EXERCISE DESCRIPTION »
Copy every one of the following entries verbatim, line for line, without altering any character.

· · · · · · ·

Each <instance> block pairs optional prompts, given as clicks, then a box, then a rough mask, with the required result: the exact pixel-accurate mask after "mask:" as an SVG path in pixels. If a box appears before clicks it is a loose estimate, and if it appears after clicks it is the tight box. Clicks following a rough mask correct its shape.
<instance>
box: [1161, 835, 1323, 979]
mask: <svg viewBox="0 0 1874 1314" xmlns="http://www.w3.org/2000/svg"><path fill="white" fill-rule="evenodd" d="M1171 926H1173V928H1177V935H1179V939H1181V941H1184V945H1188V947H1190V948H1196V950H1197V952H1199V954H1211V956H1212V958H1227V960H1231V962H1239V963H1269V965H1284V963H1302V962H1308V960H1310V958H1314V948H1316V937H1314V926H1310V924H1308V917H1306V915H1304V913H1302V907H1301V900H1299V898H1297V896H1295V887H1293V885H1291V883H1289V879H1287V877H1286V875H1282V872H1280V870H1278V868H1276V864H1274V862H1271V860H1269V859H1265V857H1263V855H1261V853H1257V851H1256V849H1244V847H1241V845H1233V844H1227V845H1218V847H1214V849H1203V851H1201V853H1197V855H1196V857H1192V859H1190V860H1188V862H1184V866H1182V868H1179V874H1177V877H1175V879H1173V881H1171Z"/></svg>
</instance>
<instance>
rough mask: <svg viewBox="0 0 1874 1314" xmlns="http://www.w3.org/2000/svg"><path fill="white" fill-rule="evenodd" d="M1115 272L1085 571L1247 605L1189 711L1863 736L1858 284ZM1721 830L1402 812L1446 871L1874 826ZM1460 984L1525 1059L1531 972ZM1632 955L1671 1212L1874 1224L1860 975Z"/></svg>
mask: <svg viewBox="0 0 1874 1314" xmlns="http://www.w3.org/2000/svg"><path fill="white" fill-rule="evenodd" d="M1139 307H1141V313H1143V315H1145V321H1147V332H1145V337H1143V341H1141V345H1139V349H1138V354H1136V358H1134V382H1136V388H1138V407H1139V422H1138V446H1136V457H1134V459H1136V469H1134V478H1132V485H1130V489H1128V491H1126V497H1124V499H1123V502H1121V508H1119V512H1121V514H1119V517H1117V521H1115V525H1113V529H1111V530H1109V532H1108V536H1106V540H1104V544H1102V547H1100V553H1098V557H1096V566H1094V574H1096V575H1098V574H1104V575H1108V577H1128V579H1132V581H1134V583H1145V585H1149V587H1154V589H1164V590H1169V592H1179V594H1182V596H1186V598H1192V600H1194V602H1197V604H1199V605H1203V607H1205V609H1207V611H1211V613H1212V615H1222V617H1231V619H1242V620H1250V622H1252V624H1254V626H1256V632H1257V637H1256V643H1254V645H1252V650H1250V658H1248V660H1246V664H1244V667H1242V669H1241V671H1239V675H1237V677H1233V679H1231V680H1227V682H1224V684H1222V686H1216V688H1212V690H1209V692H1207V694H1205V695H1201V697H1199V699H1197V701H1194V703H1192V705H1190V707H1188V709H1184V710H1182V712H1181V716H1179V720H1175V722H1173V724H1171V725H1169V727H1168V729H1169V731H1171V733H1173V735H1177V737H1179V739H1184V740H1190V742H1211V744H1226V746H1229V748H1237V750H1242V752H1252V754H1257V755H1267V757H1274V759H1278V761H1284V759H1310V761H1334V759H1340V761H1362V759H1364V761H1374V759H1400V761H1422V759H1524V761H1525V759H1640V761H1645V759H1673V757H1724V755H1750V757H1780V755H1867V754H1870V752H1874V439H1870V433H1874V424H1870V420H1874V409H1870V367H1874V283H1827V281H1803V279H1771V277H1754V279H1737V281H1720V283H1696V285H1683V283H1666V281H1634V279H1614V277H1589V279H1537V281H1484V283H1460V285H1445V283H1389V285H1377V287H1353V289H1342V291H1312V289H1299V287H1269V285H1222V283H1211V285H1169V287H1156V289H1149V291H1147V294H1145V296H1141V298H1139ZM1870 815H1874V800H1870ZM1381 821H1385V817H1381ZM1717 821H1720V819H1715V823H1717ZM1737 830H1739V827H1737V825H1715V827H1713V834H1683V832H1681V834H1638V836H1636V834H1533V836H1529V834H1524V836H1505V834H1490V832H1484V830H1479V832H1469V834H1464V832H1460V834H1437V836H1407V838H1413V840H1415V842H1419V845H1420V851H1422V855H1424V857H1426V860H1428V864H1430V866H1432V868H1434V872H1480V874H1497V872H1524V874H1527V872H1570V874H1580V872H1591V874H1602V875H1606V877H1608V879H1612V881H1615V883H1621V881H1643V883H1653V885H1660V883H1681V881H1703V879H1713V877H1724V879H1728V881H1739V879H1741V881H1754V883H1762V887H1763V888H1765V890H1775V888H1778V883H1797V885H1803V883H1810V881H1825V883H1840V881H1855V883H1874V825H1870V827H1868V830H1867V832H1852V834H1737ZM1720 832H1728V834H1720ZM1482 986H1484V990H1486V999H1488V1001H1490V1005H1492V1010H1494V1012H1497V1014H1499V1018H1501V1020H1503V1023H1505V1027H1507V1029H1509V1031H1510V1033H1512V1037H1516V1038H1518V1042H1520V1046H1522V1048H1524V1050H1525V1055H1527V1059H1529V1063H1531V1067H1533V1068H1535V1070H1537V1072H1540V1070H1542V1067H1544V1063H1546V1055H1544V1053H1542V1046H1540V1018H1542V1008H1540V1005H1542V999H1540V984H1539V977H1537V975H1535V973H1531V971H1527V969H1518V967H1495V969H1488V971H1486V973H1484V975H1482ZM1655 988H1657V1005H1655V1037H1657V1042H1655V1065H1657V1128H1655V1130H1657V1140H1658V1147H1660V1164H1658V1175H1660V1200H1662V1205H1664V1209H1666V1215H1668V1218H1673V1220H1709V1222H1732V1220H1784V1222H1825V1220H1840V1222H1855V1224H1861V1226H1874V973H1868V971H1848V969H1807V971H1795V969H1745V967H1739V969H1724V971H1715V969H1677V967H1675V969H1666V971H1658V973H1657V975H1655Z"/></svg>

· · · · · · ·

TASK OUTPUT »
Each <instance> block pairs optional prompts, given as clicks, then a box, then a rough mask, with the required result: the exact pixel-accurate mask after "mask:" as an SVG path in pixels. If a box appears before clicks it is a loose estimate, and if it appears after clicks it is the tight box. Clicks following a rough mask correct its shape.
<instance>
box: [1161, 835, 1323, 979]
mask: <svg viewBox="0 0 1874 1314" xmlns="http://www.w3.org/2000/svg"><path fill="white" fill-rule="evenodd" d="M1171 926H1173V928H1177V935H1179V939H1181V941H1184V945H1188V947H1190V948H1196V950H1197V952H1199V954H1211V956H1212V958H1227V960H1231V962H1239V963H1269V965H1284V963H1302V962H1308V960H1310V958H1314V948H1316V937H1314V926H1310V924H1308V917H1306V915H1304V913H1302V907H1301V900H1299V898H1297V896H1295V887H1293V885H1291V883H1289V879H1287V877H1286V875H1282V872H1280V870H1278V868H1276V864H1274V862H1271V860H1269V859H1265V857H1263V855H1261V853H1257V851H1256V849H1244V847H1241V845H1233V844H1227V845H1218V847H1214V849H1203V851H1201V853H1197V855H1196V857H1192V859H1190V860H1188V862H1184V866H1182V868H1179V874H1177V877H1175V879H1173V881H1171Z"/></svg>
</instance>
<instance>
rough mask: <svg viewBox="0 0 1874 1314" xmlns="http://www.w3.org/2000/svg"><path fill="white" fill-rule="evenodd" d="M1115 272L1085 571L1247 605L1189 711L1863 736L1858 284ZM1721 830L1402 812L1446 871L1874 826ZM1460 984L1525 1059L1531 972ZM1632 955L1671 1212L1874 1224L1860 975Z"/></svg>
mask: <svg viewBox="0 0 1874 1314" xmlns="http://www.w3.org/2000/svg"><path fill="white" fill-rule="evenodd" d="M1139 307H1141V313H1143V315H1145V321H1147V332H1145V337H1143V341H1141V345H1139V349H1138V354H1136V358H1134V382H1136V388H1138V407H1139V422H1138V446H1136V457H1134V459H1136V469H1134V478H1132V485H1130V489H1128V491H1126V497H1124V499H1123V502H1121V508H1119V512H1121V514H1119V517H1117V521H1115V525H1113V529H1111V530H1109V532H1108V536H1106V540H1104V544H1102V547H1100V553H1098V557H1096V566H1094V574H1096V575H1098V574H1104V575H1108V577H1128V579H1132V581H1134V583H1145V585H1149V587H1154V589H1164V590H1169V592H1179V594H1182V596H1186V598H1192V600H1194V602H1197V604H1199V605H1203V607H1205V609H1207V611H1211V613H1212V615H1222V617H1231V619H1242V620H1250V622H1252V624H1254V626H1256V632H1257V637H1256V643H1254V645H1252V650H1250V658H1248V660H1246V664H1244V667H1242V669H1241V671H1239V675H1237V677H1233V679H1231V680H1227V682H1224V684H1222V686H1216V688H1212V690H1209V692H1207V694H1205V695H1201V697H1199V699H1197V701H1194V703H1192V705H1190V707H1188V709H1184V710H1182V712H1181V716H1179V720H1175V722H1173V724H1171V725H1169V727H1168V729H1169V731H1171V733H1173V735H1177V737H1179V739H1184V740H1190V742H1211V744H1226V746H1229V748H1237V750H1242V752H1252V754H1257V755H1267V757H1274V759H1278V761H1284V759H1310V761H1334V759H1340V761H1362V759H1364V761H1374V759H1400V761H1422V759H1524V761H1525V759H1640V761H1645V759H1673V757H1724V755H1750V757H1780V755H1867V754H1870V752H1874V439H1870V433H1874V424H1870V420H1874V409H1870V367H1874V283H1827V281H1803V279H1771V277H1754V279H1737V281H1720V283H1696V285H1683V283H1666V281H1634V279H1614V277H1589V279H1537V281H1484V283H1460V285H1445V283H1389V285H1377V287H1353V289H1342V291H1312V289H1299V287H1269V285H1222V283H1211V285H1169V287H1156V289H1149V291H1147V294H1145V296H1141V298H1139ZM1870 815H1874V800H1870ZM1381 821H1385V817H1381ZM1717 821H1720V819H1715V823H1717ZM1737 830H1739V827H1737V825H1715V827H1713V834H1683V832H1681V834H1638V836H1636V834H1533V836H1529V834H1524V836H1505V834H1490V832H1484V830H1479V832H1469V834H1464V832H1460V834H1437V836H1407V838H1413V840H1415V842H1419V845H1420V851H1422V855H1424V857H1426V860H1428V864H1430V866H1432V868H1434V872H1480V874H1497V872H1524V874H1527V872H1570V874H1580V872H1591V874H1602V875H1606V877H1608V879H1612V881H1615V883H1621V881H1643V883H1653V885H1660V883H1681V881H1703V879H1713V877H1724V879H1728V881H1739V879H1741V881H1754V883H1762V887H1763V888H1765V890H1775V888H1778V883H1797V885H1803V883H1810V881H1825V883H1840V881H1855V883H1874V825H1870V827H1868V830H1867V832H1852V834H1737ZM1720 832H1728V834H1720ZM1482 986H1484V990H1486V999H1488V1001H1490V1005H1492V1010H1494V1012H1497V1014H1499V1018H1501V1020H1503V1023H1505V1027H1507V1029H1509V1031H1510V1033H1512V1037H1516V1038H1518V1042H1520V1046H1522V1048H1524V1050H1525V1055H1527V1059H1529V1063H1531V1067H1533V1068H1535V1070H1537V1072H1540V1070H1542V1067H1544V1063H1546V1055H1544V1053H1542V1046H1540V1018H1542V1008H1540V1005H1542V999H1540V984H1539V977H1537V975H1535V973H1531V971H1527V969H1518V967H1495V969H1488V971H1486V973H1484V975H1482ZM1655 988H1657V1005H1655V1037H1657V1042H1655V1065H1657V1128H1655V1130H1657V1140H1658V1147H1660V1164H1658V1175H1660V1200H1662V1205H1664V1209H1666V1215H1668V1218H1673V1220H1709V1222H1732V1220H1784V1222H1825V1220H1840V1222H1855V1224H1861V1226H1874V973H1868V971H1848V969H1807V971H1795V969H1745V967H1739V969H1724V971H1715V969H1677V967H1675V969H1666V971H1658V973H1657V975H1655Z"/></svg>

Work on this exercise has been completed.